Text:
Which type of retirement plan your employer offers you depends on where you work and the type of workplace you have. You’ll likely get access to either a 401(k) or 403(b) retirement account. 

But what’s the difference between these two, exactly? What do these numbers mean? We’re going to break down the similarities, differences, and what you should know. 

What's the Difference Between a 401(k) and 403(b)?

A 401(k) and a 403(b) are both retirement plans from employers offered to their employees that offer some tax advantages. 

While these two types of retirement accounts are similar, they’re not the same. Let’s take a closer look at the differences. What is a 401(k)?

A 401(k) is an employer-sponsored retirement plan that is offered by for-profit or private companies. The 401(k) refers to the tax code for this particular retirement vehicle. 

Employees can “defer” part of their compensation and put it into their 401(k) instead. As of 2021, it’s possible for employees to contribute up to $19,500.

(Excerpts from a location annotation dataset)
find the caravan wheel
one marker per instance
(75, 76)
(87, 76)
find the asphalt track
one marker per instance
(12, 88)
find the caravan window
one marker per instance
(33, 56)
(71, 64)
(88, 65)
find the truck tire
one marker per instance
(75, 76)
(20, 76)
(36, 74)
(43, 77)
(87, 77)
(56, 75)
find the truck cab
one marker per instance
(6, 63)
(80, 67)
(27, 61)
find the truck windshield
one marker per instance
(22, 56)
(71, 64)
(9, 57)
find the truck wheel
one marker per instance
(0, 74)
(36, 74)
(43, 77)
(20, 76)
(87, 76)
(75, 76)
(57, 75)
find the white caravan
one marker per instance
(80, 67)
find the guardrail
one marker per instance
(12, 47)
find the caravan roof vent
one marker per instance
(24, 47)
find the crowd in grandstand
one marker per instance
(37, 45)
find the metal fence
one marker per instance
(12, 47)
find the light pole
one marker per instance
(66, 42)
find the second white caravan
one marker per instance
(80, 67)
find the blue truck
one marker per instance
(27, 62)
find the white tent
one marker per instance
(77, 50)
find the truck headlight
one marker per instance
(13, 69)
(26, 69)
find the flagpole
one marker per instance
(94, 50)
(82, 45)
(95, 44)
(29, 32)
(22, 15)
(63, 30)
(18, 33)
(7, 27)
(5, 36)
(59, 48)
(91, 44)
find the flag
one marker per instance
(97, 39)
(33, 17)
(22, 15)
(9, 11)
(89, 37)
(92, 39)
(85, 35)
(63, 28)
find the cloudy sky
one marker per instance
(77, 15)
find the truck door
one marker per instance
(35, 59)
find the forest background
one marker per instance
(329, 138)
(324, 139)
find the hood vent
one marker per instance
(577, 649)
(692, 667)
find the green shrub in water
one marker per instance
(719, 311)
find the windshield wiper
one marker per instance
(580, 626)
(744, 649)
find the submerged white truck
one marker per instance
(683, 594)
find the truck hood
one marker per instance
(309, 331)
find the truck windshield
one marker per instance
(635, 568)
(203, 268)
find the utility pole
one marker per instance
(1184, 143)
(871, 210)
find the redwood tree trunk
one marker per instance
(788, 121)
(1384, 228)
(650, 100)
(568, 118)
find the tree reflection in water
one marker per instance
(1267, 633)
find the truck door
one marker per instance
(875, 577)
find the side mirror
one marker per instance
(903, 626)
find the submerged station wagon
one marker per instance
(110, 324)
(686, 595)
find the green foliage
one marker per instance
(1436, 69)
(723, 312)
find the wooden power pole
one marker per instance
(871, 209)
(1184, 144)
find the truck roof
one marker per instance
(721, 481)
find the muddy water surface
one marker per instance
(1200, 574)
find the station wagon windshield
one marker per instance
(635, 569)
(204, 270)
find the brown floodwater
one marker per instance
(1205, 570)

Exercise set:
• A. Do these statements agree with the retirement plan text? Answer yes or no for each and quote the deciding words. (i) A 401(k) is offered by for-profit or private companies. (ii) As of 2021, employees could contribute up to $20,500 to a 401(k). (iii) The text says a 401(k) and a 403(b) are the same.
• B. Please repeat the stretch of the listing from the line containing "find the truck hood" through the end of the listing, with both ends included.

Solved problems:
• A.
(i) Yes: "offered by for-profit or private companies"
(ii) No: "As of 2021, it’s possible for employees to contribute up to $19,500."
(iii) No: "they’re not the same"

• B.
find the truck hood
one marker per instance
(309, 331)
find the truck windshield
one marker per instance
(635, 568)
(203, 268)
find the utility pole
one marker per instance
(1184, 143)
(871, 210)
find the redwood tree trunk
one marker per instance
(788, 121)
(1384, 228)
(650, 100)
(568, 118)
find the tree reflection in water
one marker per instance
(1267, 633)
find the truck door
one marker per instance
(875, 577)
find the side mirror
one marker per instance
(903, 626)
find the submerged station wagon
one marker per instance
(110, 324)
(686, 595)
find the green foliage
one marker per instance
(1436, 69)
(723, 312)
find the wooden power pole
one marker per instance
(871, 209)
(1184, 144)
find the truck roof
one marker per instance
(721, 481)
find the muddy water surface
one marker per instance
(1200, 574)
find the station wagon windshield
one marker per instance
(635, 569)
(204, 270)
find the brown floodwater
one marker per instance
(1205, 570)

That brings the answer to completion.